DATA LISTING |
────────────────────────────────────────

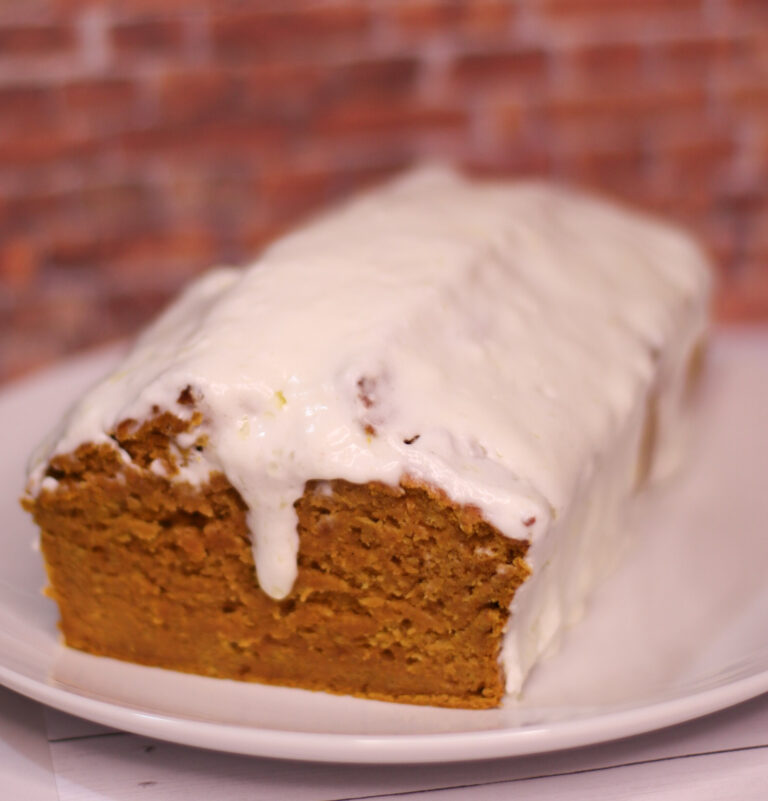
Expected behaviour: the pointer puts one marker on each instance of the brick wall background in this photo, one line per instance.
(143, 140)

────────────────────────────────────────

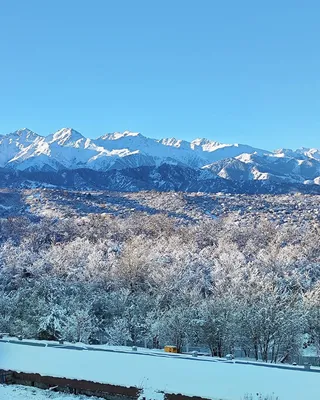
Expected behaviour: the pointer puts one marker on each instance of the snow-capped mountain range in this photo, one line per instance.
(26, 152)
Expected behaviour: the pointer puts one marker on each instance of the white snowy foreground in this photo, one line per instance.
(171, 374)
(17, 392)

────────────────────────────────────────

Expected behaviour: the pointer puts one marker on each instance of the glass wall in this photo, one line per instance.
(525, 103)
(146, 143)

────────────────────────────────────────

REQUIRED TASK | Please identify every line in the material above that contains the string "wall", and copy each of those lines in full. Matching is case-sensitive.

ANSWER FOR THIS EXERCISE |
Expected behaviour: the pointer puts one marker on each instance of the brick wall background in this photo, one line per instance.
Expected behaviour: the pointer puts one marker on each instance of the glass wall in this photo, one line per instance.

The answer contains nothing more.